→ **MATERIAL SUPPLIED**:
··········
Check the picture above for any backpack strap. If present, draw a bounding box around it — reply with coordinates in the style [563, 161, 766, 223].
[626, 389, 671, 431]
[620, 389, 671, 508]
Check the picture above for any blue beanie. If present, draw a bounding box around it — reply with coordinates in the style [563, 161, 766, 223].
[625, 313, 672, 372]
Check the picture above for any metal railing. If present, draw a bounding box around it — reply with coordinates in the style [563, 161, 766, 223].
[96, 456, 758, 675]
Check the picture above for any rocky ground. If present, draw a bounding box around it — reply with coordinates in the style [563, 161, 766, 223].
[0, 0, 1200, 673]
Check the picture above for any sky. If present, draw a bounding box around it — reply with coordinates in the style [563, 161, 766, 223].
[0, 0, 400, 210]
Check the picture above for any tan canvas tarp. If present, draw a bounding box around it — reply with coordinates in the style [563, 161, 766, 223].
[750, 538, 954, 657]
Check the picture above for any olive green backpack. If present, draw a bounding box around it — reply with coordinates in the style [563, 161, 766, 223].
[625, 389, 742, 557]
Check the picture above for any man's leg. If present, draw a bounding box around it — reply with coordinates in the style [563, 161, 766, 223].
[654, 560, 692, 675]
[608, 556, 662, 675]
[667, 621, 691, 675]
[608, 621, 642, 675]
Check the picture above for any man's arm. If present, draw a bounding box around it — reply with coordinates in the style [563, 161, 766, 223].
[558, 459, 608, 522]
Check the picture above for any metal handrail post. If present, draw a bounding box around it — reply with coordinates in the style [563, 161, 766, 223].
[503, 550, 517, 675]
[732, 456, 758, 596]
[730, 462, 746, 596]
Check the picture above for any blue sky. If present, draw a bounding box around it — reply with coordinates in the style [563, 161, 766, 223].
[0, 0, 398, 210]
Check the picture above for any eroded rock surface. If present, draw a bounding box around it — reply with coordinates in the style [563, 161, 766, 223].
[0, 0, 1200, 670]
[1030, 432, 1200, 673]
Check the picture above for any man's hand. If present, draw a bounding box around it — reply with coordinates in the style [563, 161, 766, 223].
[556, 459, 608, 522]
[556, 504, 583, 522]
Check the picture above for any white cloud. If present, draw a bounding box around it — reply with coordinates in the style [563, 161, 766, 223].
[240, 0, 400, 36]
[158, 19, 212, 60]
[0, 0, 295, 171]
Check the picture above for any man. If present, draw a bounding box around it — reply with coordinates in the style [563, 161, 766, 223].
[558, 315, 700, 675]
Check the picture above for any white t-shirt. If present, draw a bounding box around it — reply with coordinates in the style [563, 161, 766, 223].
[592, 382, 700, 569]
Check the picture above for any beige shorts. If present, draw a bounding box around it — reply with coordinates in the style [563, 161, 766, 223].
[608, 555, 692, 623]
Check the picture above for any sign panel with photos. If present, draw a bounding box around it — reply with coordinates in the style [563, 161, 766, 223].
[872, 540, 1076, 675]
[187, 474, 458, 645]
··········
→ **DIRECTIVE**: Rename "metal railing" to "metal guardrail" throughout the data above, and reproduce all of the data with no other changes.

→ **RESULT OF THE TASK**:
Check the picture above for any backpack strap. If present, draw a bounding box around it — reply with coordinates in the style [563, 161, 766, 223].
[626, 389, 671, 431]
[620, 389, 671, 508]
Check the picture above for any blue beanie. If present, draw a bounding box around it — reply with coordinates in the style [563, 161, 766, 223].
[625, 313, 672, 372]
Check the picture above for any metal guardrail. If present, draw a bounding box around it — reply with coordinates in the style [563, 161, 766, 223].
[96, 456, 758, 675]
Check the picture above for any rocky ground. If present, draw a bounding box around it — reply with coordinates in the style [563, 161, 766, 223].
[0, 0, 1200, 673]
Check the picture above for any sky. If present, draw a bounding box around it — reply with coordinates in the style [563, 161, 766, 223].
[0, 0, 400, 210]
Check the picture above for any tan canvas tarp. If present, draw a bounding box around it — reply with coordinates in the style [563, 161, 766, 223].
[750, 538, 954, 657]
Check the picture above for any olive green backpack. If present, draw a bounding box around it — reply with coordinates in the style [563, 161, 766, 223].
[625, 389, 742, 557]
Check the picture above for any man's leg. If present, draw a bounding box around it — reply with coordinates in the style [563, 161, 766, 223].
[654, 560, 692, 675]
[608, 556, 662, 675]
[667, 621, 691, 675]
[608, 621, 642, 675]
Check the picture above for any man's arm. If present, draw a bounding box around it — reply with coordinates in the style [563, 161, 766, 223].
[558, 459, 608, 522]
Check the picture above for any metal handrail post. If present, draw a bounding box around it — reply with coordinates in the style [563, 161, 766, 223].
[503, 550, 517, 675]
[732, 456, 758, 596]
[730, 462, 746, 596]
Check the picture above for any blue sky. If present, draw a bounding box around it — reply with coordinates in the style [563, 161, 766, 223].
[0, 0, 398, 210]
Check the picture above for any eroded rock surface. If present, draw a bounding box around it — reply with coordinates in the style [563, 161, 766, 223].
[0, 0, 1200, 670]
[1030, 432, 1200, 673]
Check the picture above for any man's hand. If present, draw a bounding box around it — reply with coordinates in the style [563, 161, 766, 223].
[556, 459, 608, 522]
[556, 504, 583, 522]
Check the picture above for any white cloud. If present, draw a bounding box around it — reply with coordinates in the style [563, 161, 766, 223].
[240, 0, 400, 36]
[158, 19, 212, 60]
[0, 0, 295, 171]
Check the picture above for any man. If present, draw a bounding box around it — reply with coordinates in the style [563, 161, 766, 223].
[558, 315, 700, 675]
Check the picture above for any white t-shirt. If present, draw a bounding box around it — reply with coordinates in the style [563, 161, 766, 223].
[592, 382, 700, 569]
Check the picture above for any beige shorts. If present, draw a bounding box around it — reply with coordinates in the style [563, 161, 766, 223].
[608, 555, 692, 623]
Check the picture above for any sign panel with photos. If present, draw a bounding box around it — reply with coordinates in the style [563, 161, 766, 223].
[872, 540, 1076, 675]
[187, 474, 458, 645]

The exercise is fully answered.